> _What to produce_
Word for word, repeat each of the records below.

_ _ _

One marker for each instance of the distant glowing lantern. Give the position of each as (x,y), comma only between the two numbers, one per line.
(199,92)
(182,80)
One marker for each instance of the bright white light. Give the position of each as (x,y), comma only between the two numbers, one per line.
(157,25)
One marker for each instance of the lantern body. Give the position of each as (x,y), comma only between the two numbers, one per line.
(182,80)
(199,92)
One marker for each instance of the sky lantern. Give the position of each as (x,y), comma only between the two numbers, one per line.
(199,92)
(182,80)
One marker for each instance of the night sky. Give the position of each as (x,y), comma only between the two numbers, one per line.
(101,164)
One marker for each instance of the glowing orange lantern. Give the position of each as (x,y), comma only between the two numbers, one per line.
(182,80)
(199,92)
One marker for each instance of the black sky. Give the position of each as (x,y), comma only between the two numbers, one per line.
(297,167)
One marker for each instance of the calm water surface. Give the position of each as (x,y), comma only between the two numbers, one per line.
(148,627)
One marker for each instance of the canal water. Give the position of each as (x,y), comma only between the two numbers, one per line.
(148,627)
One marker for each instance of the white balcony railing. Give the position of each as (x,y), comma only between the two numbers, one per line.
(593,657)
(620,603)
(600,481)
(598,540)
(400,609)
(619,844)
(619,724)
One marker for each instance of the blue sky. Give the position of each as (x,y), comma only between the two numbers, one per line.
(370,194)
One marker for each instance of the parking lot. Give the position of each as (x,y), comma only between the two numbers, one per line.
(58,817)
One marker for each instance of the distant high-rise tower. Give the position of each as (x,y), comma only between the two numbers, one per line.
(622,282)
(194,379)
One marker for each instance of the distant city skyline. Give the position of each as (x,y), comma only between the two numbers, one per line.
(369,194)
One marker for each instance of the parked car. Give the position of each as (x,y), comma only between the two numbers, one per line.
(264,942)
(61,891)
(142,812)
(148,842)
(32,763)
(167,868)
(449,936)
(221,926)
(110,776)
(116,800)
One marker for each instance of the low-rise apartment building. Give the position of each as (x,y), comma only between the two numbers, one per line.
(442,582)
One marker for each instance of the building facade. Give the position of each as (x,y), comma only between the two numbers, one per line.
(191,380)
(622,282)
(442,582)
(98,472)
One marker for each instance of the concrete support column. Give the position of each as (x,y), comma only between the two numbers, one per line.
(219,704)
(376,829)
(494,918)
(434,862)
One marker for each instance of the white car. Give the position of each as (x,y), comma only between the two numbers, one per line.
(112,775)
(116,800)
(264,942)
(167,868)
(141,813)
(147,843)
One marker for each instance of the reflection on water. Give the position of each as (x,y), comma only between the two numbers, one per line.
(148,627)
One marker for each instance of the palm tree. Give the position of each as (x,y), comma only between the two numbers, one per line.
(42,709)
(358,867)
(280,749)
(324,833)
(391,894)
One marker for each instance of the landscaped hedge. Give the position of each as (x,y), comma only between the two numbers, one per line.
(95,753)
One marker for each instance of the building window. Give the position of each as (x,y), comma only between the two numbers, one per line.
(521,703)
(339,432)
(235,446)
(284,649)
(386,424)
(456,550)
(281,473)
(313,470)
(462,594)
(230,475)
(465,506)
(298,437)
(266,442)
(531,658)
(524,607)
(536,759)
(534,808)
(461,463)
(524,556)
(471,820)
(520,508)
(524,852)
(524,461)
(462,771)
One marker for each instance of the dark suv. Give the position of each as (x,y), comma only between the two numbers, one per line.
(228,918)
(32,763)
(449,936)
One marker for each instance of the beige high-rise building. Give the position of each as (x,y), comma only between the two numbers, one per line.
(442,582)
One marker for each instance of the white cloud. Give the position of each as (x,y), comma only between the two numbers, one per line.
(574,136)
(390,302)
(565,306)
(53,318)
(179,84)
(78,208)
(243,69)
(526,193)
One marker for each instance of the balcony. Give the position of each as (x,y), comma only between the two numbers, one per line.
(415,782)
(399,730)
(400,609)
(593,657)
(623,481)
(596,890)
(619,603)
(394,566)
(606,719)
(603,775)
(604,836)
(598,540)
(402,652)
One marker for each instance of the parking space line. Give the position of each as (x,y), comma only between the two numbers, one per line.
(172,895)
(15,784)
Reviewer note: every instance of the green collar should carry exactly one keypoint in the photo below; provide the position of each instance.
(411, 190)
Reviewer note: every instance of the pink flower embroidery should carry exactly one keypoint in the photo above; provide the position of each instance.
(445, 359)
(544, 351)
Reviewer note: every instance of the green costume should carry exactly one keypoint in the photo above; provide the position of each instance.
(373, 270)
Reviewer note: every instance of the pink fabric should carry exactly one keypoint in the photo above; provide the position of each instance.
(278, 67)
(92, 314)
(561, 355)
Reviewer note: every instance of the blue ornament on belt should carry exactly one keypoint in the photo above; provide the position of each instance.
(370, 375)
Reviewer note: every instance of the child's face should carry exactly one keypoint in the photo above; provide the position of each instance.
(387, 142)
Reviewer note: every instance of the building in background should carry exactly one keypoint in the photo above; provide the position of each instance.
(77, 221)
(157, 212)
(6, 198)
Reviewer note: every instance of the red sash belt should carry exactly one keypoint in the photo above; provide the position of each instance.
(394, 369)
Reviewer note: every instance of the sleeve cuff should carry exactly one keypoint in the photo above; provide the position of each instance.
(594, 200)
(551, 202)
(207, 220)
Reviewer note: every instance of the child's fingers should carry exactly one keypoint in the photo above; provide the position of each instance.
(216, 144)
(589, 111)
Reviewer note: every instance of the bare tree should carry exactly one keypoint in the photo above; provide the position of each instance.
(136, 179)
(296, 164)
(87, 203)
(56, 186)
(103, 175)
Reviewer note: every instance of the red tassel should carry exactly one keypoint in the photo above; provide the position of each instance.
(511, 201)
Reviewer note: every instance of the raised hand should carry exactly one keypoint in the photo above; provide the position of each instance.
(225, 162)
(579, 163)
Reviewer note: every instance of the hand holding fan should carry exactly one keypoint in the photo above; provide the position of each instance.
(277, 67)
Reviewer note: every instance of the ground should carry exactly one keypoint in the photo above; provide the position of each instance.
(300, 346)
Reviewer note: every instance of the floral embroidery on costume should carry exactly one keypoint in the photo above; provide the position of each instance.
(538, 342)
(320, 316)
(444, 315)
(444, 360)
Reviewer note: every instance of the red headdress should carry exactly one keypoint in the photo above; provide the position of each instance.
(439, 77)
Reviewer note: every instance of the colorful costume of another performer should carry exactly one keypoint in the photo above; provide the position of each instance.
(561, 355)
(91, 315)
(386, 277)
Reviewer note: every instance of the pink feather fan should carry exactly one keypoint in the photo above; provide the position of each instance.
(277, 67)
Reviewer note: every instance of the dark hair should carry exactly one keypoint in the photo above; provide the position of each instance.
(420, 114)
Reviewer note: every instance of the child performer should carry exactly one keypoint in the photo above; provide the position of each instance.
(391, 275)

_ _ _

> _Solved exercise_
One marker for each instance of the distant glowing lantern. Give the position of each as (x,y), comma only between the two numbers, one per line.
(199,92)
(182,80)
One marker for each instance of the bright white light. Give the position of each as (x,y), comma only between the two numbers, one per line.
(157,25)
One marker for each instance of the lantern body. Give the position of each as (x,y), comma only between the two numbers, one per line.
(182,80)
(199,92)
One marker for each instance of the sky lantern. Give the position of each as (x,y), comma only between the two numbers, one per line.
(199,92)
(182,80)
One marker for each instance of the night sky. Give the position of each as (x,y), comma only between the two numbers, one per line.
(101,164)
One marker for each instance of the glowing orange lantern. Give the position of each as (x,y), comma only between the two numbers, one per line.
(182,80)
(199,92)
One marker for each instance of the black sky. Give the position of each as (x,y), comma only between the two numbers, one per line.
(297,167)
One marker for each instance of the calm water surface. Give the position of each as (x,y), comma only between the two numbers, one per line.
(148,627)
One marker for each instance of the canal water. Give the position of each as (x,y), comma only between the two numbers, one per line.
(148,627)
One marker for each instance of the white balcony railing. Give the position of each as (x,y), comma only between the two numbers, one per line.
(593,657)
(620,603)
(600,481)
(598,540)
(400,609)
(619,844)
(619,724)
One marker for each instance of the blue sky. Give the position of each as (x,y), comma only between the two numbers, one per line.
(370,194)
One marker for each instance of the parking lot. Give the position of each as (x,y), comma only between the two numbers, one per line.
(58,817)
One marker for each instance of the distant high-rise tower. Give the position of each as (x,y), comma only between the two numbers, one per line.
(622,282)
(194,379)
One marker for each instance of the distant city skyline. Give the position of each as (x,y), comma only between the two numbers, one per line.
(369,194)
One marker for each instance of the parked car. Give the position of each as (x,y), comma only between the two numbers, one per line.
(264,942)
(61,891)
(142,812)
(148,842)
(32,763)
(167,868)
(449,936)
(221,926)
(110,776)
(116,800)
One marker for each instance of the low-rise apartment building. Give the position of each as (x,y), comma only between the two numbers, one per line.
(442,582)
One marker for each instance of the building facade. Give the position of each as (x,y), comma only between the two numbers, one per line.
(191,380)
(622,282)
(442,582)
(98,472)
One marker for each instance of the concrete support column. Give the position of each as (x,y), comma only between the two numbers, one per line.
(219,704)
(376,829)
(494,918)
(434,862)
One marker for each instance of the white car. Give the position of each as (x,y), comma only between the two numbers, one per line.
(112,775)
(116,800)
(264,942)
(167,868)
(141,813)
(147,843)
One marker for each instance of the reflection on water. Give the position of each as (x,y), comma only between the two numbers, one per line.
(148,627)
One marker for each instance of the palm tree. Give the position of each as (x,y), comma only between the two numbers, one per line.
(42,709)
(358,867)
(280,749)
(324,833)
(391,894)
One marker for each instance of the landscaped hedge. Give the position of each as (x,y), comma only between the two numbers, one per line.
(95,753)
One marker for each instance of the building window. Give the position of each as (x,y), comma only between the two numbers, one per line.
(521,703)
(339,432)
(235,446)
(284,649)
(386,424)
(456,550)
(281,473)
(313,470)
(462,594)
(230,475)
(465,506)
(298,437)
(266,442)
(531,658)
(524,607)
(536,759)
(534,808)
(461,463)
(524,556)
(471,820)
(520,508)
(524,852)
(524,461)
(462,771)
One marker for each instance of the dark suv. Give the position of each as (x,y), comma only between the two numbers, one per line.
(228,918)
(32,763)
(449,936)
One marker for each instance of the beige high-rise building. Give the position of each as (x,y), comma only between the two numbers, one per line.
(442,582)
One marker for each instance of the white cloud. Give the position of each as (x,y), comma only between the two numbers, one per line.
(574,136)
(390,302)
(565,306)
(53,318)
(179,84)
(78,208)
(243,69)
(526,193)
One marker for each instance of the balcony. Give the position of each as (x,y), comma only between the two numbers, one per line.
(415,782)
(399,730)
(400,609)
(593,657)
(623,481)
(596,890)
(619,603)
(394,566)
(606,719)
(603,775)
(604,836)
(598,540)
(402,652)
One marker for each instance of the parking space line. Give the position of each as (x,y), comma only between the two numbers, one per line.
(172,895)
(15,784)
Reviewer note: every instance of the green collar should carry exactly one keypoint in the photo below; provide the position of each instance.
(411, 190)
Reviewer note: every instance of the pink flower embroidery should carry exactly one keypoint in the photo above; provide the position of each instance.
(445, 359)
(544, 351)
Reviewer note: every instance of the green costume should carry exactly one keypoint in the photo above; provide the position of each instance.
(373, 270)
Reviewer note: every instance of the pink fabric should carry exactly one keypoint in the photo above; provide the position of each instance.
(278, 67)
(92, 314)
(561, 355)
Reviewer note: every instance of the blue ornament on belt should carry exactly one keypoint in the photo above; provide the position of each instance.
(370, 375)
Reviewer note: every instance of the child's face should carry exactly one keypoint in the photo above; provide the position of each instance.
(387, 142)
Reviewer note: every instance of the building in background should carry exactly one keypoint in the photo above; provide the position of each instance.
(77, 221)
(157, 212)
(6, 198)
Reviewer note: every instance of the red sash belt should carry exactly one keypoint in the photo above; provide the position of each instance.
(394, 369)
Reviewer note: every instance of the sleeve cuff should carry exactly one keypoint in the photo above; provide the position of each instance.
(594, 200)
(551, 202)
(207, 220)
Reviewer note: every instance of the child's fingers should carry exactly one keypoint in the photo above; provide the position of each instance.
(216, 144)
(589, 111)
Reviewer note: every instance of the bare tree should carry exactly one keypoint in the photo above; provide the position of each instance.
(136, 179)
(296, 164)
(87, 203)
(56, 186)
(103, 175)
Reviewer note: every instance of the red tassel should carry exactly one keypoint in the photo above; provide the position of each instance.
(511, 201)
Reviewer note: every instance of the raised hand should carry exactly one keypoint in the photo above; provide the position of each instance.
(225, 162)
(579, 163)
Reviewer note: every instance of the hand holding fan should carry exactly one keypoint in the photo above; provide the position of each instance.
(277, 67)
Reviewer note: every instance of the ground should carry exactly one keypoint in the photo above; provide the position of each instance.
(300, 346)
Reviewer note: every instance of the floral embroidery on costume should carry exactly one keypoint in the photo above; provide the position of each instance.
(538, 342)
(320, 316)
(444, 315)
(444, 360)
Reviewer note: every instance of the red headdress should carry exactly one keypoint in the photo above; provide the position of each instance.
(439, 77)
Reviewer note: every instance of the colorful costume of another performer should carry exactly one keypoint in the photo above; provide the position of each instance.
(561, 355)
(91, 315)
(386, 277)
Reviewer note: every instance of the pink feather fan should carry exactly one keypoint in the photo above; provide the position of each instance.
(277, 67)
Reviewer note: every instance of the dark hair should carry exactly one keypoint in the photo above; provide the position of each instance.
(420, 114)
Reviewer note: every instance of the child performer should carry exactly one keypoint in the photo above; provide the position of each instance.
(391, 275)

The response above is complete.